Nash treads deftly into archetypal territory.

A dutiful son helps his increasingly demented father make his last life transition, into a nursing home, despite their uneasy relationship.

European in feel, Nash’s (The Life and Times of Moses Jacob Ezekiel, 2014) novel unspools nonchronological layers of memory, spreading out from a single day, as David Ansky assists his irascible father, Jacob, who recently assaulted his maid, move from his Florida apartment to a care facility. Jacob—himself the son of Joseph Ansky, “professional Communist, imperious foreign editor for the Daily Worker”—is a retired Russian history professor who taught at Cornell and wrote a book on Trotsky. While, in the here and now, David sorts Jacob’s belongings, sooths his rants, and gentles him along the last lap of a none-too-happy life, filaments of the past unfurl and connect, offering glimpses of David’s childhood; his failed marriage; his choice of career, in part a repudiation of his father’s dry academia and barren politics. There’s a Sebald-ian flavor to this melancholy web of recollections, regrets, vignettes, infidelities, and mood moments, colored with intellectual and historical detail and some archaic vocabulary—“oppugning,” “sesquipedalian,” “impetrates.” And, occasionally, the story switches point of view from David’s resigned practicality to Jacob’s cacophony of sights, smells, and flickering thoughts. Nash’s composed tapestry of a family is delicate and poetic, although it accrues meaning more from the accumulation of episodes than penetration of character. There’s a late squall of melodramatic confrontation—“When I look at you now…all I can do is weep.” “I didn’t want to end up like you”—but the concluding mood is sweetly generous in its acknowledgement of generational love and loss.

**MATERIAL SUPPLIED:**
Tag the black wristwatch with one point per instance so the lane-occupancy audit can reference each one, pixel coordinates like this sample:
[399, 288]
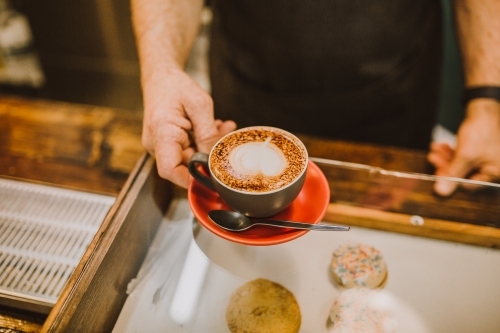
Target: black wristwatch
[480, 92]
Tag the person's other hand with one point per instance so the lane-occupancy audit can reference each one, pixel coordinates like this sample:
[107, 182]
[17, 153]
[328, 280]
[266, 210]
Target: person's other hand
[178, 120]
[477, 154]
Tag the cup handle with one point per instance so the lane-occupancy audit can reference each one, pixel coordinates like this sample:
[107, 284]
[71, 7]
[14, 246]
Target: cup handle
[194, 161]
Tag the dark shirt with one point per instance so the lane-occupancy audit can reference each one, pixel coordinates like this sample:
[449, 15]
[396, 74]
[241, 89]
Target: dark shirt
[347, 69]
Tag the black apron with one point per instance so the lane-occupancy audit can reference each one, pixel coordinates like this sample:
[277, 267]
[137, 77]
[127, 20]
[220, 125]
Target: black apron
[358, 70]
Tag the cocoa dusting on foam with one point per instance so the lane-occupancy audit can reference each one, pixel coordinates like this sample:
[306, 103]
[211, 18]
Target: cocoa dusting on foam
[221, 166]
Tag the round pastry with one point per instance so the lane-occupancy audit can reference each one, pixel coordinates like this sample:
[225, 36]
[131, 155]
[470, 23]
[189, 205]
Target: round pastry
[362, 310]
[263, 306]
[358, 265]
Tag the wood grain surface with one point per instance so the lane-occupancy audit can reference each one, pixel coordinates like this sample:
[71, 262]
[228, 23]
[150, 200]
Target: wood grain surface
[78, 146]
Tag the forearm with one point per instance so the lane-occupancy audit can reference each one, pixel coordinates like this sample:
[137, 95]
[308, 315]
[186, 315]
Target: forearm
[478, 31]
[165, 31]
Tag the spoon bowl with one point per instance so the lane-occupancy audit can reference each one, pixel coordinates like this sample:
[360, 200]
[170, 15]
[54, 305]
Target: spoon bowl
[234, 221]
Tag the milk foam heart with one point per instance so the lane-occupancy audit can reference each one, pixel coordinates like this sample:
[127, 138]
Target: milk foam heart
[254, 158]
[258, 159]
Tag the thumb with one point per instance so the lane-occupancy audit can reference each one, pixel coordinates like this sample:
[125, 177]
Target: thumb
[459, 167]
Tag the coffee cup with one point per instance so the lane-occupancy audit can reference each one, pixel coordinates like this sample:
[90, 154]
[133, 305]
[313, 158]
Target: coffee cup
[257, 171]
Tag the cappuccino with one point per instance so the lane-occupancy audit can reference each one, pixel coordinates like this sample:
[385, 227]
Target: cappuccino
[258, 159]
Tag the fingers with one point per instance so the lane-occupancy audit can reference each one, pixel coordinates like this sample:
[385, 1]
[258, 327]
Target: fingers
[167, 139]
[199, 109]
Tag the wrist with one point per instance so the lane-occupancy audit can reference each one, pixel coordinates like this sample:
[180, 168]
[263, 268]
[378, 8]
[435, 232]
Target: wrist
[481, 92]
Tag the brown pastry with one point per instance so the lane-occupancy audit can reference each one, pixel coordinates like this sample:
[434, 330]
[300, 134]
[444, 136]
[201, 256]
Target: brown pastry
[263, 306]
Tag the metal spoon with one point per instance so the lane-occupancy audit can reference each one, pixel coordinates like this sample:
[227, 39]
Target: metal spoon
[234, 221]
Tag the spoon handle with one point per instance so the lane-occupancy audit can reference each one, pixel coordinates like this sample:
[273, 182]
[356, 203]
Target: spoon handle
[299, 225]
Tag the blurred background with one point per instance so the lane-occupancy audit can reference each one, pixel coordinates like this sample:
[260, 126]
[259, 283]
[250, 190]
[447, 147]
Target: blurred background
[85, 53]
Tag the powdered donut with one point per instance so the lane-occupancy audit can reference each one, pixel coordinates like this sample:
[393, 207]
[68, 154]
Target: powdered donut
[358, 265]
[362, 310]
[263, 306]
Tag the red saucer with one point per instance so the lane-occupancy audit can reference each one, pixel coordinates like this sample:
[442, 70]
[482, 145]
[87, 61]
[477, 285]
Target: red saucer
[310, 207]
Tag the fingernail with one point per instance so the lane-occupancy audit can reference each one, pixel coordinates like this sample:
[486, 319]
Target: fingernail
[444, 188]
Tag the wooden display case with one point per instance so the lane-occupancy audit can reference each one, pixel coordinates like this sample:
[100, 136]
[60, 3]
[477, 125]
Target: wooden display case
[99, 150]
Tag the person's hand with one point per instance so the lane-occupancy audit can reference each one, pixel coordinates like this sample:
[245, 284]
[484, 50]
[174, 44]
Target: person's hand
[178, 120]
[477, 154]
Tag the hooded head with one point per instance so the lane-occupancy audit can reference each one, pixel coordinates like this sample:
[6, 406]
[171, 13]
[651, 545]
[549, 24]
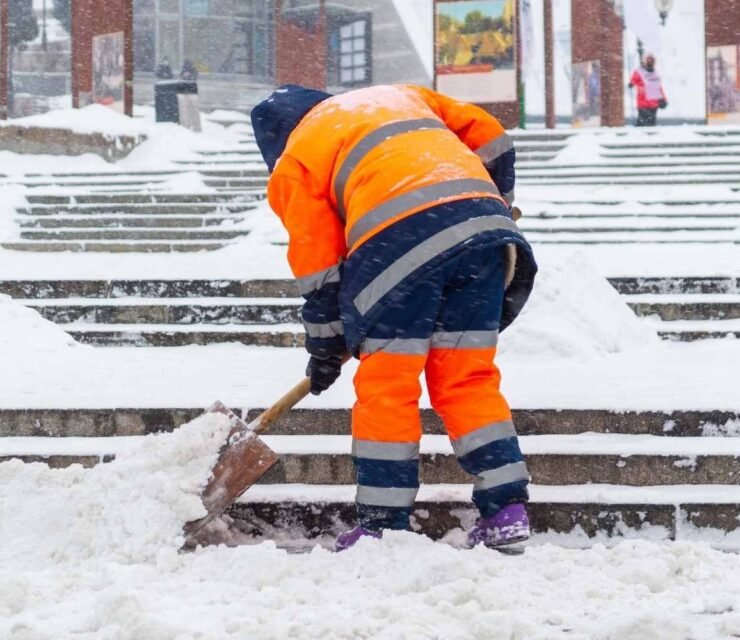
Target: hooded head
[274, 119]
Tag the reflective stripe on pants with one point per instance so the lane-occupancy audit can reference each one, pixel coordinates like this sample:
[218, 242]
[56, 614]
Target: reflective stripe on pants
[450, 334]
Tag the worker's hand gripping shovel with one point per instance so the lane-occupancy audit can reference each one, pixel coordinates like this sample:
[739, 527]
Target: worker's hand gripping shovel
[244, 459]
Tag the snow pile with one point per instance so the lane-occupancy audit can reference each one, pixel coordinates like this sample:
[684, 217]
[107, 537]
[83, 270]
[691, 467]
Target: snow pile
[574, 312]
[129, 510]
[94, 118]
[402, 587]
[25, 332]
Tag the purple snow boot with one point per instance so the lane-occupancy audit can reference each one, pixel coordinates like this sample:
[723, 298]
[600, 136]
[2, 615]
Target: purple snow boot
[349, 538]
[508, 526]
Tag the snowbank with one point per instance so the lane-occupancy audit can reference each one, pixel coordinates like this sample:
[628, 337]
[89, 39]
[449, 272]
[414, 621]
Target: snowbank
[92, 554]
[24, 332]
[94, 118]
[574, 312]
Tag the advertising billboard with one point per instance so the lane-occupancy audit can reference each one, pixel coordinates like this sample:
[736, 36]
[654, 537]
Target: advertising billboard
[475, 45]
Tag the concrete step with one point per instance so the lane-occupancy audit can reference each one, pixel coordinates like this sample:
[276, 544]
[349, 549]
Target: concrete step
[71, 235]
[142, 421]
[702, 145]
[169, 311]
[668, 310]
[532, 225]
[668, 203]
[648, 174]
[659, 154]
[135, 197]
[161, 209]
[84, 183]
[619, 179]
[637, 164]
[235, 183]
[169, 335]
[570, 512]
[551, 460]
[685, 330]
[261, 174]
[711, 238]
[676, 285]
[226, 288]
[685, 215]
[547, 137]
[58, 289]
[44, 246]
[63, 221]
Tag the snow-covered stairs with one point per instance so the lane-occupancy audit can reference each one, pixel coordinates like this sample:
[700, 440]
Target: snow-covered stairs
[132, 221]
[267, 312]
[656, 474]
[685, 309]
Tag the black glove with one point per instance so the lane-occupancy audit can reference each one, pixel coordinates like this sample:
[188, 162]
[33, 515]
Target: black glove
[323, 372]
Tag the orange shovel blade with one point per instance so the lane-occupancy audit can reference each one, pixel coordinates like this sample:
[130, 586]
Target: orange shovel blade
[243, 460]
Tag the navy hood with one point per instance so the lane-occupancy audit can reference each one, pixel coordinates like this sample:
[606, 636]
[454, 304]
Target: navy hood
[274, 119]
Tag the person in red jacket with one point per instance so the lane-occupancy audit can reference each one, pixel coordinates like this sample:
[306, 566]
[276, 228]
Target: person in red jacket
[397, 202]
[650, 94]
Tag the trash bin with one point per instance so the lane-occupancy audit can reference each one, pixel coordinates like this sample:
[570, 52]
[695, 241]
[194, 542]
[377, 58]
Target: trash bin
[177, 101]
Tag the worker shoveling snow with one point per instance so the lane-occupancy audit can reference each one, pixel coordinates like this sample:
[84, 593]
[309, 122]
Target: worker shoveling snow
[93, 554]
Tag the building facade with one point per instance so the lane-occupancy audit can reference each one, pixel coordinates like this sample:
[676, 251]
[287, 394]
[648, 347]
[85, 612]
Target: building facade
[262, 43]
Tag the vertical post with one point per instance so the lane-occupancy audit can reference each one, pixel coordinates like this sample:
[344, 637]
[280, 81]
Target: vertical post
[522, 115]
[128, 57]
[4, 50]
[612, 63]
[549, 67]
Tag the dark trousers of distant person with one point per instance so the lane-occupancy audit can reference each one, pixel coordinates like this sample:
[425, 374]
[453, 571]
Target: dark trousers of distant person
[646, 117]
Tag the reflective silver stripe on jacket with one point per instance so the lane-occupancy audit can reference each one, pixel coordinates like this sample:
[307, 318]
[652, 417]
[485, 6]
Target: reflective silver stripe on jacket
[369, 142]
[409, 346]
[509, 197]
[386, 497]
[464, 339]
[324, 330]
[374, 450]
[418, 198]
[423, 253]
[314, 282]
[481, 437]
[514, 472]
[494, 149]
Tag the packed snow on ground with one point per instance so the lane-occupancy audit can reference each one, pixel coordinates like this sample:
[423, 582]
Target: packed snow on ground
[93, 554]
[574, 312]
[575, 346]
[94, 118]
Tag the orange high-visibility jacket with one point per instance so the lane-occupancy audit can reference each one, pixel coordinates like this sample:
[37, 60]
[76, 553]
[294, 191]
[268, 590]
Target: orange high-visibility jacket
[359, 167]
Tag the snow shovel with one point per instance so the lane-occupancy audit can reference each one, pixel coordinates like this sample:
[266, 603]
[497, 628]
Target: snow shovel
[244, 458]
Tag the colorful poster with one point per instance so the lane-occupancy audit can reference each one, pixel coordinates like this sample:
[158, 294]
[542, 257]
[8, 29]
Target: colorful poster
[108, 76]
[723, 85]
[586, 93]
[475, 44]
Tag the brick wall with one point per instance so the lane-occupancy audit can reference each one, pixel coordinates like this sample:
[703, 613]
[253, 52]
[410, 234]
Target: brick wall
[597, 35]
[91, 18]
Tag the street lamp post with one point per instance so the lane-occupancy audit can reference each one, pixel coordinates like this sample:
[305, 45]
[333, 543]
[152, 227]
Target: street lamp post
[663, 7]
[43, 26]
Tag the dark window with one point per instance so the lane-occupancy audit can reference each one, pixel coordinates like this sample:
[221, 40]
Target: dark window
[350, 53]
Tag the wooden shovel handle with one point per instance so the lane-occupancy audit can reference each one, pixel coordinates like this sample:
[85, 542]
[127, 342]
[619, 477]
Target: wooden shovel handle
[268, 417]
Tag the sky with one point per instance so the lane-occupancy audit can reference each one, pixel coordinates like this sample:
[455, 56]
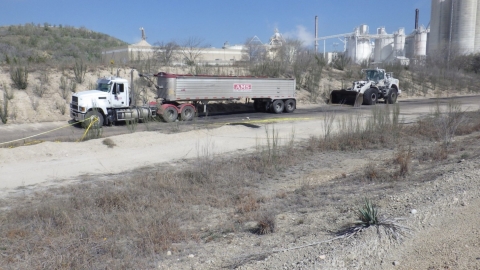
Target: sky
[216, 22]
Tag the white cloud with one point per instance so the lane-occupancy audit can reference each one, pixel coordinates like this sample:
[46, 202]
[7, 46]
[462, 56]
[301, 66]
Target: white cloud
[301, 33]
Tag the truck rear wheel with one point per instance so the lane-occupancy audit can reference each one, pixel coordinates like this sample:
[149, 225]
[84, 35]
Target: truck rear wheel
[88, 119]
[370, 97]
[188, 113]
[278, 106]
[289, 105]
[170, 114]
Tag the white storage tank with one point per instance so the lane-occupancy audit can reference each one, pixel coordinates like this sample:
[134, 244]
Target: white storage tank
[421, 42]
[477, 30]
[359, 49]
[464, 25]
[383, 46]
[399, 41]
[439, 25]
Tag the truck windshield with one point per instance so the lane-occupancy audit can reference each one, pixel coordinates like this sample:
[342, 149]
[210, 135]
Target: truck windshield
[374, 75]
[104, 87]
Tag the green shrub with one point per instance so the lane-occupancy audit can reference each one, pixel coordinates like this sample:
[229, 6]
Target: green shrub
[79, 70]
[19, 77]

**AIM OF THE EXERCISE:** Reproduce word for word the portion of the book review above that begins at the words "Nash treads deftly" and stops after "their uneasy relationship.".

**SOLUTION:**
Nash treads deftly into archetypal territory.

A dutiful son helps his increasingly demented father make his last life transition, into a nursing home, despite their uneasy relationship.